* PASSAGE SHOWN
He was also a war hero,
one of the first British soldiers to
land in Normandy as part of Operation Overlord.
Didn't you find it difficult or inhibiting
to play a real and recent hero?
I found it difficult.
I find it difficult playing anything, but I'd spent
nearly two years working up to the Guy Gibson role,
talking to people who knew him,
his relations and friends and chaps who had flown with him.
Not inhibiting, because whether you create an imaginary character
or whether you try to model yourself on a living person,
if a character has sufficient impact and reason for being
put on the screen at all,
whether he's living or whether he's imaginary,
it does presuppose the fact that it is an interesting person, you know?
And you either try to create the interesting person or you try
to model yourself on an existing interesting person.
You wouldn't agree with somebody who said that a hero in fact was
just brave, but not interesting apart from his bravery?
Well, that's difficult to answer,
because there are so many different types of hero. Erm...
A lot of so-called heroic people that
I have met are very intelligent and very interesting people
and their bravery didn't come out of sort of derring-do so much
as out of taking an intelligent,
calculated risk and hoping to get away with it.
And here is Todd talking again in a much later interview
about the film with which he became most strongly associated.
All the leading actors were ex-service.
They knew how to salute and how to march and how to stand
and how to take an order and how to give an order.
'And they knew what all those blokes must have felt during the raid.'
For added authenticity,
grainy test footage of the bouncing bomb was added to the film.
Whenever you saw the bouncing bomb,
it was always as if you were seeing through a pair of binoculars.
That explained why the quality of film was different,
because the original film was pretty dire, pretty scratchy.
At the time of filming,
the famous backspin of the bombs was still a state secret,
so each frame was painted over with a blobby circle to
hide its true barrel shape.

* MATERIAL PROVIDED
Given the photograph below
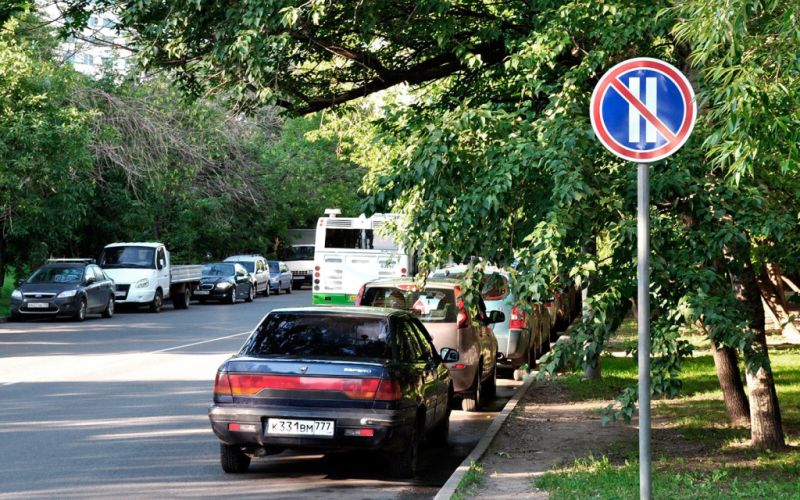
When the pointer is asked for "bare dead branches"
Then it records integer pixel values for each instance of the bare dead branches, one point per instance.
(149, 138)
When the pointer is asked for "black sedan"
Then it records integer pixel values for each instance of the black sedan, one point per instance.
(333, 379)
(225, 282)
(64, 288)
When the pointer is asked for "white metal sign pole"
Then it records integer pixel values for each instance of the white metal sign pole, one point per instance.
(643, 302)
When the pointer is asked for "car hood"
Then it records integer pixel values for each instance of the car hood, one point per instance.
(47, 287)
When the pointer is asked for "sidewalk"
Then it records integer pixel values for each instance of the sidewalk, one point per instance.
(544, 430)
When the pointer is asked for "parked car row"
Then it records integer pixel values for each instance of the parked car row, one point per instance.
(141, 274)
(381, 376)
--
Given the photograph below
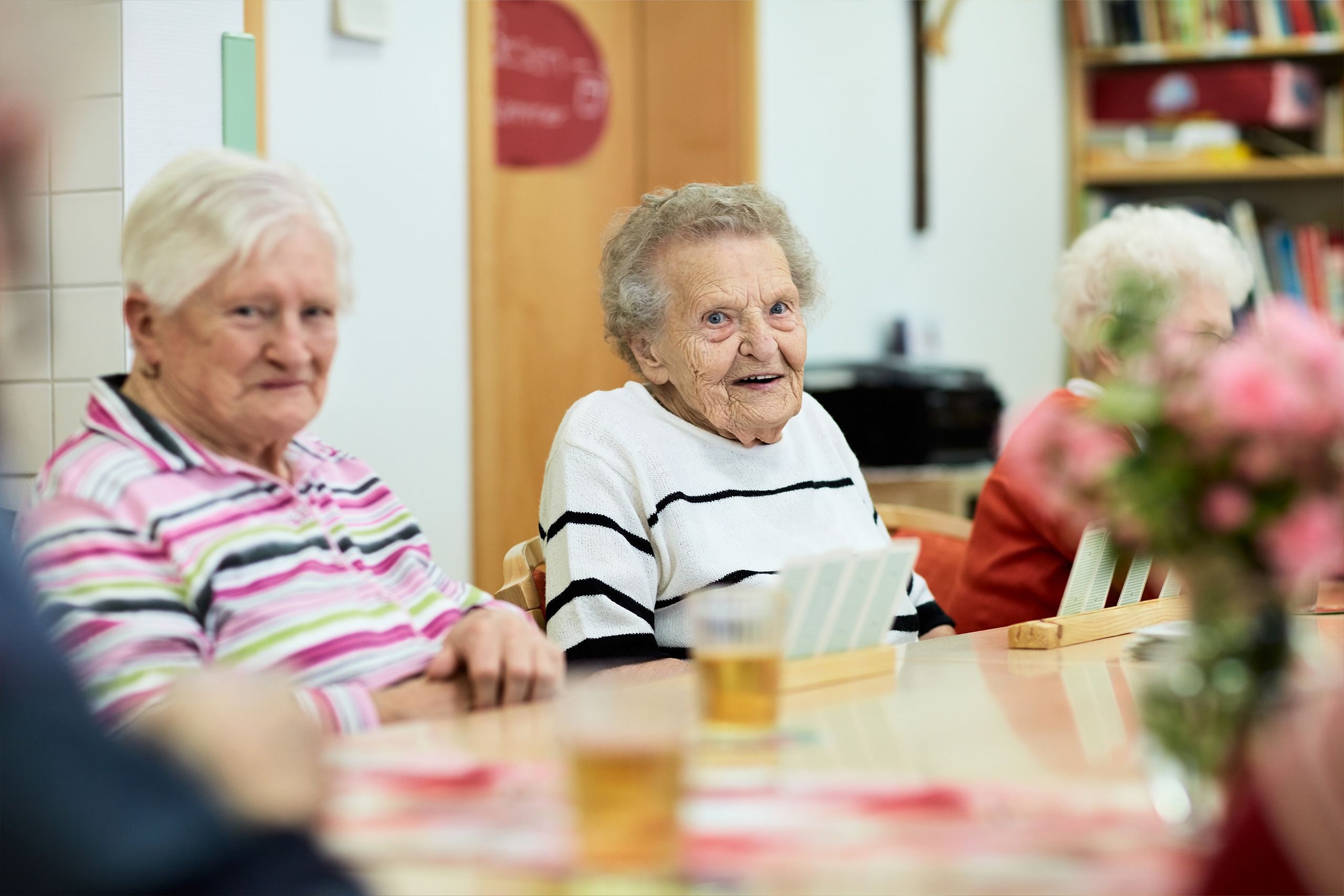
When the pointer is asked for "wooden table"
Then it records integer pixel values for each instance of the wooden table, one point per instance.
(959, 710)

* REQUESTS
1. According to the interview excerpt, what did the ex-service actors know how to do? List every item.
2. Write out the stretch of the interview excerpt from "Not inhibiting, because" through "existing interesting person." again, replacing "character" with "figure" wherever it occurs.
The records have no connection to the interview excerpt.

* ANSWERS
1.
- salute
- march
- stand
- take an order
- give an order

2.
Not inhibiting, because whether you create an imaginary figure
or whether you try to model yourself on a living person,
if a figure has sufficient impact and reason for being
put on the screen at all,
whether he's living or whether he's imaginary,
it does presuppose the fact that it is an interesting person, you know?
And you either try to create the interesting person or you try
to model yourself on an existing interesting person.